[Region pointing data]
··········

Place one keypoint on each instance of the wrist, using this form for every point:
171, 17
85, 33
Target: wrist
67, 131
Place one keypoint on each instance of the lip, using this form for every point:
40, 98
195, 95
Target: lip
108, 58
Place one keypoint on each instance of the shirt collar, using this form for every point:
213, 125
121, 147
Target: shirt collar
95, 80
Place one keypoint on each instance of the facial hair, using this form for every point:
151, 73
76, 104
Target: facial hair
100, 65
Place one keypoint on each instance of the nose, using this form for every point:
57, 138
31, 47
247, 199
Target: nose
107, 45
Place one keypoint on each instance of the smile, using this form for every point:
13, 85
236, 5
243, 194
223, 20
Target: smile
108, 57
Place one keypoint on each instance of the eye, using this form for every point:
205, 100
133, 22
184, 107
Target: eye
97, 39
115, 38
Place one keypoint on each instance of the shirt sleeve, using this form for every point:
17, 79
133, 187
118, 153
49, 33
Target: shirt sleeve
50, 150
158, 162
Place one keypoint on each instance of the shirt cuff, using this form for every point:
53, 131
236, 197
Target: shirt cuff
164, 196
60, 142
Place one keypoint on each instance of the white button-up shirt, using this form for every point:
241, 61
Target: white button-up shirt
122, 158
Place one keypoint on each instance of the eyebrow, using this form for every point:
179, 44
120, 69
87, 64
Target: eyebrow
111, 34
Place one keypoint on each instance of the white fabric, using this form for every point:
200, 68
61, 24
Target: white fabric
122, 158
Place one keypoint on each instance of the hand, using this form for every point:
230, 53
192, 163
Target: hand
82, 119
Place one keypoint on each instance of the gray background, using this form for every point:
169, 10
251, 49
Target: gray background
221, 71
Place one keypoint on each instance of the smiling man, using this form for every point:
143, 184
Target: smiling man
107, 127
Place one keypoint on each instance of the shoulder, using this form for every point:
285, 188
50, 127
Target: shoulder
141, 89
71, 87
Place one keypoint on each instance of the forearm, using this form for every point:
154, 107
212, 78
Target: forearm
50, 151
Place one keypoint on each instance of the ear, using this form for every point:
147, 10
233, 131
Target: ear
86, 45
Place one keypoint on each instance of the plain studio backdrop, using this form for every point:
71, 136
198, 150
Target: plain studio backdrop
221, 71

··········

HOW TO COMPLETE THIS TASK: Would you transcribe the entries above exactly as they appear?

ANSWER FOR THIS EXERCISE:
Place one keypoint on each instance of the wrist, using this form for every point:
171, 17
85, 33
Target: wrist
67, 131
Place one keypoint on each instance of the lip, using this form for every point:
40, 98
195, 95
Target: lip
108, 58
Place one keypoint on each instance of the shirt collar, using this form for every point:
213, 125
121, 147
Target: shirt collar
95, 80
Place one keypoint on each instance of the facial hair, using this form for every point:
151, 73
76, 104
Target: facial hair
100, 65
Place one keypoint on each instance of the nose, using this form for every point:
57, 138
31, 47
247, 199
Target: nose
107, 45
Place one keypoint on each instance of the smile, using this form for every point:
13, 85
236, 5
243, 194
223, 20
Target: smile
108, 57
Place one keypoint on each instance of the eye, using this form for every point:
205, 100
133, 22
184, 107
Target: eye
97, 39
115, 38
Place one keypoint on each instance of the shirt sleeve, using this form for every point:
17, 79
133, 187
118, 153
49, 33
Target: shirt sleeve
50, 150
158, 162
Place one keypoint on each instance of the shirt cuff, using this form for every point:
53, 131
236, 197
Target: shirt cuff
164, 196
60, 142
Place one keypoint on each instance of the white button-up shirt, using this form for every point:
241, 61
Target: white button-up shirt
122, 158
Place one keypoint on each instance of the eyebrow, using this form for every point:
179, 44
120, 69
87, 64
Target: eyebrow
111, 34
Place one keypoint on each instance of the white fabric, using this form for every point:
200, 68
61, 24
Target: white fabric
122, 158
Place one keypoint on each instance of the hand, using this form for every point:
230, 53
192, 163
Target: hand
82, 119
Place one keypoint on each instance of the gray background, using this form for every point:
169, 10
251, 49
Target: gray background
221, 71
Place one keypoint on each instance of the smiling man, using this form for every point:
143, 184
Target: smiling man
107, 127
Place one keypoint on each instance of the shoulder, using this form for every point:
285, 188
50, 127
Target: shoulder
141, 89
71, 87
Place one keypoint on each instance of the forearm, using this form for every point:
154, 107
212, 78
Target: forearm
50, 151
Place one keypoint on each instance of the ear, using this form for every point:
147, 10
233, 131
Target: ear
86, 45
Place one keypoint on each instance of the plain studio backdrop, using this form for every point:
71, 136
198, 150
Target: plain studio backdrop
221, 71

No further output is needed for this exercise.